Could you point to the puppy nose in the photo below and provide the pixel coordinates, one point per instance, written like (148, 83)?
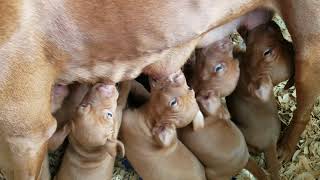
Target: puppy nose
(106, 90)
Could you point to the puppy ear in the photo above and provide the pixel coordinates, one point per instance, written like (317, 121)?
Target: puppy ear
(244, 33)
(58, 137)
(84, 108)
(115, 146)
(198, 121)
(106, 90)
(177, 78)
(120, 149)
(154, 83)
(226, 45)
(164, 134)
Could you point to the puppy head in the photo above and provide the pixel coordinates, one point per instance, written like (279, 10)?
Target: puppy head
(216, 69)
(269, 53)
(173, 101)
(94, 122)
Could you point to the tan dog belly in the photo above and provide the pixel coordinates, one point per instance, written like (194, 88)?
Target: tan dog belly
(73, 169)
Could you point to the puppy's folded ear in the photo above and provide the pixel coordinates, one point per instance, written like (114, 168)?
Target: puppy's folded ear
(58, 137)
(120, 149)
(198, 121)
(115, 146)
(164, 134)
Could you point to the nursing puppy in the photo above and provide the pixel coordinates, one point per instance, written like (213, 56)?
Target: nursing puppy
(149, 132)
(93, 134)
(267, 61)
(220, 145)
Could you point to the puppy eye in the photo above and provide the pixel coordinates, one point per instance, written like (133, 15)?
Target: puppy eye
(108, 115)
(267, 52)
(218, 68)
(173, 102)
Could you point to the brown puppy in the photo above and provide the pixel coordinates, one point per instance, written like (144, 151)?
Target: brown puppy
(71, 40)
(149, 132)
(93, 134)
(267, 60)
(220, 145)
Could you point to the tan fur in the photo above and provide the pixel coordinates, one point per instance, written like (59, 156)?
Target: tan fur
(220, 145)
(69, 40)
(90, 155)
(267, 61)
(149, 133)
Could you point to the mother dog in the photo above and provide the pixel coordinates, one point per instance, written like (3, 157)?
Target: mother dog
(60, 41)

» What the task asks: Rewrite the lines above as a JSON list of strings with one string per line, skipping any blank lines. Leave the picture out of your answer.

» Written solution:
[
  "Could you point to the puppy nose in the photo below and provide the pixel coordinates, one point per instance, written like (148, 83)?",
  "Target: puppy nose",
  "(106, 90)",
  "Could you point to the puppy ear in the photo above and provide the pixel coordinates, one point per instance, written like (317, 121)?",
  "Target: puppy ear",
  "(244, 33)",
  "(58, 137)",
  "(84, 108)",
  "(115, 146)",
  "(198, 121)",
  "(106, 90)",
  "(177, 78)",
  "(120, 149)",
  "(154, 83)",
  "(226, 45)",
  "(164, 134)",
  "Could you point to the puppy head in the photo above and provide the pixel coordinates, one point per instance, written like (279, 10)?",
  "Target: puppy head",
  "(216, 69)",
  "(269, 53)",
  "(173, 101)",
  "(94, 122)",
  "Could you point to the tan dog belly in the photo above and provide the pixel coordinates, one point per instance, written like (194, 88)?",
  "Target: tan dog belly",
  "(73, 169)",
  "Could you point to the puppy's folded ear in the photo above and provide the pixel coordinates, one point per instance, written like (114, 168)?",
  "Target: puppy's folded ear",
  "(58, 137)",
  "(120, 149)",
  "(198, 121)",
  "(115, 146)",
  "(164, 134)",
  "Could you point to the nursing puppy in the photo above and provide the pixel coordinates, one point per instance, written like (213, 56)?",
  "Target: nursing puppy",
  "(149, 132)",
  "(93, 134)",
  "(267, 61)",
  "(220, 145)",
  "Could you point to the puppy eye in the photo above and provide the pixel coordinates, one point per instance, written like (133, 15)?",
  "Target: puppy eye",
  "(108, 115)",
  "(267, 52)",
  "(218, 68)",
  "(173, 102)",
  "Could you point to the brown puppy in the photo above and provide the pixel coordinates, one point per instance, written like (144, 151)?",
  "Target: brown puppy",
  "(71, 40)",
  "(149, 132)",
  "(93, 134)",
  "(267, 60)",
  "(220, 145)",
  "Could you point to the tan fur in the photo above and provide the pixel coordinates, one point per instance, written like (59, 156)?",
  "Target: tan fur",
  "(220, 145)",
  "(69, 40)",
  "(90, 155)",
  "(267, 61)",
  "(149, 133)",
  "Could you point to the mother dog in the photo above and provide the pixel coordinates, one point per instance, written like (3, 157)?",
  "Target: mother dog",
  "(60, 41)"
]